SEZIONE DI TESTO
**********
Ai tempi del “processo d’aprile” risale la formazione della “Società delle Famiglie”, secondo lo storico Maurice Dommanget fondata da Barbès nel 1835, ma per ammissione di Blanqui, che dichiara di esserne entrato a far parte più tardi, fondata nel luglio 1834 da Hadot-Desages. I repubblicani erano nuovamente costretti alla clandestinità, ma la “Società delle Famiglie”, e ancora di più la successiva “Società delle Stagioni”, erano qualcosa di diverso dalle precedenti società segrete: erano il tentativo, con limiti inevitabili, di creare il partito rivoluzionario del proletariato, riallacciandosi, in questo, alla “Cospirazione per l’eguaglianza” di Babeuf. Nella “Società delle Famiglie” è segreta, per ovvi motivi, la struttura dell’organizzazione, ma a differenza delle vecchie società segrete, tutti i componenti conoscono i metodi, gli scopi finali e la dottrina politica.
**********
RIGHE DI DATI

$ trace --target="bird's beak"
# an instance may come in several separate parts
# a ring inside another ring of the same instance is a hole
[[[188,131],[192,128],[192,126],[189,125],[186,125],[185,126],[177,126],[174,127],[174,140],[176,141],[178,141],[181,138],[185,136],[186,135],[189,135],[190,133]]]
**********
COMPITO
Riscrivi il passo del testo sulla Società delle Famiglie che si apre con le parole contenenti "Ai tempi del" e si chiude con "la dottrina politica.", sostituendo "clandestinità" con "illegalità".

SOLUZIONE
Ai tempi del “processo d’aprile” risale la formazione della “Società delle Famiglie”, secondo lo storico Maurice Dommanget fondata da Barbès nel 1835, ma per ammissione di Blanqui, che dichiara di esserne entrato a far parte più tardi, fondata nel luglio 1834 da Hadot-Desages. I repubblicani erano nuovamente costretti alla illegalità, ma la “Società delle Famiglie”, e ancora di più la successiva “Società delle Stagioni”, erano qualcosa di diverso dalle precedenti società segrete: erano il tentativo, con limiti inevitabili, di creare il partito rivoluzionario del proletariato, riallacciandosi, in questo, alla “Cospirazione per l’eguaglianza” di Babeuf. Nella “Società delle Famiglie” è segreta, per ovvi motivi, la struttura dell’organizzazione, ma a differenza delle vecchie società segrete, tutti i componenti conoscono i metodi, gli scopi finali e la dottrina politica.